━━━━━ Selected text

Discussion
The present study provides a detailed insight into barriers associated with recording patients’ social circumstances. This is important because using this information can facilitate patients’ access to the help and support they need to get the best out of their cancer treatment. Drawing on Kirk’s framework of barriers, we explored and identified both organizational and professional barriers to maintaining patients´ social histories.
We found that HPs preferred to form their own impression of patients rather than reading about them beforehand in the medical records. It was important for them to sustain a situational, individualized, open-minded approach to patients in order to treat them all equal respect and without prejudice. These good intentions may, however, have the opposite effect, if patients are not asked whether the HP’s ideas about them are in accordance with the patients’ own experiences. This disparity becomes critical when dealing with patients who do not proactively express their needs themselves. Several studies show that less socially adapted patients are less likely to share their experiences, to ask questions and to involve themselves actively in the treatment (25,26).
For example, a qualitative study that included 58 oncologists and 405 patients showed that younger patients, those who were white, had more than a high school education and reported high or medium income, asked and were asked more questions by physicians than non-white, less educated and less affluent patients. Further, physicians spent more time engaging in relationship-building with the socially most advantaged patients (25). The study suggests that physicians themselves are not aware of these tendencies, which might lead to disparities in patient outcomes (ibid). Another qualitative study including 73 men and women showed that more highly educated patients are more likely to perceive their involvement in healthcare decision-making as sharing the responsibility with the doctor, actively relating to and exploring information they receive. Less well-educated patients tended to construct their involvement in a more passive way, consenting or not consenting to recommendations presented by the doctor (26). If, therefore, HPs do not elicit patients’ own viewpoints but only trust their own impressions, they do not get to understand how patients’ social circumstances might influence the treatment of their disease.
We also found that organizational barriers reinforced professional barriers. So, when time was short, HPs tended to prioritize their own impressions over questioning the patient and recording their experiences and needs. Lack of time also led to a prioritization of medical information above social information. That said, HP’s situational approach to patient communication – articulated as ‘meeting patients where they are’ – seemed to be well-founded and provided professional value to HPs that might well co-exist with registering of patients´ social histories.

━━━━━━━━━━
━━━━━ Recorded information

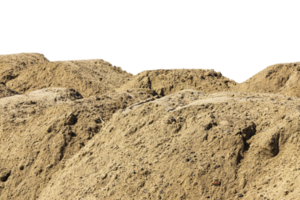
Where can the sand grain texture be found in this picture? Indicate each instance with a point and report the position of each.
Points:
(81, 129)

━━━━━━━━━━

> _Actions to take_:
A – In the discussion, list the patient characteristics that the study of 58 oncologists and 405 patients linked to asking and being asked more questions.
B – Translate this sentence from the discussion into Spanish: "We also found that organizational barriers reinforced professional barriers."
C – According to the discussion, what did lack of time lead HPs to prioritize over social information?
Please answer from the discussion alone, not from the data.

> _Solved problems_:
A –
- Younger
- White
- More than a high school education
- High or medium income

B – También encontramos que las barreras organizativas reforzaban las barreras profesionales.

C – Medical information.